**TASK TO CARRY OUT:** Your reply should consist of the listing, copied exactly.

**MATERIALS PROVIDED:**
· · · · ·

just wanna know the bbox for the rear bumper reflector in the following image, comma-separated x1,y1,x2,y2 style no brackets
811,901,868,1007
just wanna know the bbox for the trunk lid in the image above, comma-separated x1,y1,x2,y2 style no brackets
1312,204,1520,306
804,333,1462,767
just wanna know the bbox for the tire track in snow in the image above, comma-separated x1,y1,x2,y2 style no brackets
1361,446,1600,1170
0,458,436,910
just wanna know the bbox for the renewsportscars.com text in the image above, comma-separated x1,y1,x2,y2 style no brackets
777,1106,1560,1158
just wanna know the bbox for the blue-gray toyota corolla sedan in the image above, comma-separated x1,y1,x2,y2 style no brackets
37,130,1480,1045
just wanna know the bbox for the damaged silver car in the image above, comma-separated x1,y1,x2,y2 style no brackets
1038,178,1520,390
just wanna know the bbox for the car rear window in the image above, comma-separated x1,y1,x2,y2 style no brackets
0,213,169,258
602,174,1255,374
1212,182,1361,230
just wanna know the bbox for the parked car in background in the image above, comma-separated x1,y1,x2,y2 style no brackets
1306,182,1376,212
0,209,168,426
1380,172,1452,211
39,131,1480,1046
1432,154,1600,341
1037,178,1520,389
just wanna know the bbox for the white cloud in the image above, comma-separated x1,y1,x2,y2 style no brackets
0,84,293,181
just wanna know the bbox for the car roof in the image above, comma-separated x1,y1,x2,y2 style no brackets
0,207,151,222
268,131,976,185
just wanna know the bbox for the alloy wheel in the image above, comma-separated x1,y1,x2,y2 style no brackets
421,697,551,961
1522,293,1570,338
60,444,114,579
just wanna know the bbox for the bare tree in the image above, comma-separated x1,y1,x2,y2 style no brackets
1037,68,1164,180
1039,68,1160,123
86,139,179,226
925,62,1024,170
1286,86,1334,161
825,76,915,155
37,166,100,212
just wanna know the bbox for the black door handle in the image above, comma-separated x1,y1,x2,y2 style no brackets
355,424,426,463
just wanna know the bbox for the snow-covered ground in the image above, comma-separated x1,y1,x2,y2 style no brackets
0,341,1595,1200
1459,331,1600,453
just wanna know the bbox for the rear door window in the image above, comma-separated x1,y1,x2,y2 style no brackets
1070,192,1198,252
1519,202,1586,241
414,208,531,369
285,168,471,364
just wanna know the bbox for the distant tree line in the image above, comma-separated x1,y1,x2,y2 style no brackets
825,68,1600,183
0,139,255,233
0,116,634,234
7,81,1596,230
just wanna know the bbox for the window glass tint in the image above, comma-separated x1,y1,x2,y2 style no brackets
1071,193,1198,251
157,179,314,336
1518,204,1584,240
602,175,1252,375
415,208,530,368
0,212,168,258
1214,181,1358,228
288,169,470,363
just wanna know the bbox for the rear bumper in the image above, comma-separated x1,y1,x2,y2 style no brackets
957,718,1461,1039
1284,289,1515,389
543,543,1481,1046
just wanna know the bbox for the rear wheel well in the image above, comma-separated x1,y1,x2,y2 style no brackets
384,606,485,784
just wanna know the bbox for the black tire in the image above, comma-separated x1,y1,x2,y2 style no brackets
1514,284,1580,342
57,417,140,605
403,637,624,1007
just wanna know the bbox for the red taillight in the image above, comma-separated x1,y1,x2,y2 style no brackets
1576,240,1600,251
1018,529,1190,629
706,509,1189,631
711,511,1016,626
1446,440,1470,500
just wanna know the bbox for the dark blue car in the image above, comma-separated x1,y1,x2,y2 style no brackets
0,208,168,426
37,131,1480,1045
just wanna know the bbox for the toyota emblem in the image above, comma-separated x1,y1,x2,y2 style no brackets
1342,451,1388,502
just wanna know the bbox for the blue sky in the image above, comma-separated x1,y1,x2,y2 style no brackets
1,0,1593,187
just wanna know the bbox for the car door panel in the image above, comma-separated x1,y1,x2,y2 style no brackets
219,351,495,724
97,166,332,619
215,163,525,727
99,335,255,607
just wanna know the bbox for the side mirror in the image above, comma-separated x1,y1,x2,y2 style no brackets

· · · · ·

**ANSWER TO THIS EXERCISE:**
just wanna know the bbox for the rear bumper reflector in the following image, comma-separated x1,y1,x2,y2 style no brackets
811,901,868,1007
just wanna know the bbox for the trunk lid in the image above, comma-separated x1,y1,x2,y2 style no brackets
1312,204,1520,306
804,333,1462,767
just wanna know the bbox for the tire track in snow in the image above, comma-separated x1,y1,x2,y2 style no brackets
1361,446,1600,1170
0,458,436,910
just wanna know the bbox for the renewsportscars.com text in the image above, comma-separated x1,y1,x2,y2 style no brackets
777,1106,1560,1158
just wanna know the bbox for the blue-gray toyota corolla sedan in the image above, comma-separated x1,y1,x2,y2 style no brackets
37,130,1480,1045
just wanna know the bbox for the damaged silver car in the image above, comma-separated x1,y1,x2,y2 style no brackets
1038,178,1520,390
just wanna know the bbox for the car rear window in the image above, comma-separated x1,y1,x2,y2 style no brackets
0,213,169,258
602,174,1255,374
1212,182,1361,230
just wanna know the bbox for the parked car in background in the image above, comma-separated x1,y1,x2,y2 style no brackets
1306,182,1376,212
0,209,168,426
1380,172,1452,211
39,131,1480,1046
1432,154,1600,341
1037,178,1520,389
just wanna know the bbox for the white cloud in the image above, comma-separated x1,y1,x2,y2 style no brackets
0,84,293,181
just wanna know the bbox for the car roof in the image above, comma-separated x1,y1,x2,y2 style no brackets
0,207,151,222
268,131,976,185
just wanna know the bbox for the alloy wheel in the image above, comma-separated x1,y1,x2,y2 style no brackets
421,697,551,961
1522,293,1570,338
60,444,114,579
just wanna know the bbox for the bare tree in the image above, comma-separated x1,y1,x2,y2 style no brackets
1037,68,1164,180
1039,68,1160,123
86,139,179,226
925,62,1024,170
1286,86,1334,161
825,76,915,155
37,166,100,212
just wanna know the bbox for the black door handle in the image above, comma-separated x1,y1,x2,y2 style no brackets
355,424,426,463
just wanna know the bbox for the snow-covered ground in the image above, comma-separated x1,y1,x2,y2 style no brackets
0,341,1595,1200
1459,331,1600,453
just wanna know the bbox for the rear door window in the image above, comma-separated x1,y1,x2,y2 style no brackets
1070,192,1198,252
1519,202,1586,241
414,208,531,369
285,168,471,364
just wanna know the bbox for the distant tree line in the image above, comma-separated x1,y1,x2,y2 style no brackets
825,68,1600,183
0,139,255,233
0,116,634,234
7,81,1596,230
just wanna know the bbox for the window glass tint in the image above, comma-separated x1,y1,x2,y2 style no brackets
1071,193,1198,251
157,179,314,336
1518,204,1584,240
602,175,1252,375
415,208,530,368
0,212,168,258
1214,181,1358,228
288,169,470,363
just wanna know the bbox for the rear bumper in the image above, comma-separated x1,y1,x2,y2 style no brackets
957,718,1461,1039
1284,289,1515,389
543,543,1481,1046
just wanna know the bbox for the rear wheel well in the image above, comma-separated x1,y1,x2,y2 style no brackets
384,606,485,784
just wanna know the bbox for the black tire in the image above, comma-separated x1,y1,x2,y2 style no brackets
1514,284,1580,342
57,417,140,605
403,637,624,1007
just wanna know the bbox for the red taillight in the image above, comma-separated x1,y1,x2,y2 style no brackets
1576,240,1600,251
1018,529,1190,629
706,509,1189,631
711,511,1016,626
1446,440,1470,500
just wanna know the bbox for the dark blue car in the image above, comma-separated x1,y1,x2,y2 style no brackets
0,208,168,426
37,131,1480,1045
just wanna know the bbox for the toyota emblem in the image above, comma-separated x1,y1,x2,y2 style no brackets
1342,451,1388,502
just wanna know the bbox for the blue sky in the image above, comma-separated x1,y1,x2,y2 style no brackets
1,0,1593,187
just wanna know the bbox for the car door panel in the image above, comma-separated x1,y1,x2,y2 style no brackets
219,351,495,724
97,166,332,619
215,163,525,727
99,335,255,607
just wanna know the bbox for the side mirror in the image above, comma-separated x1,y1,x2,y2 style no brackets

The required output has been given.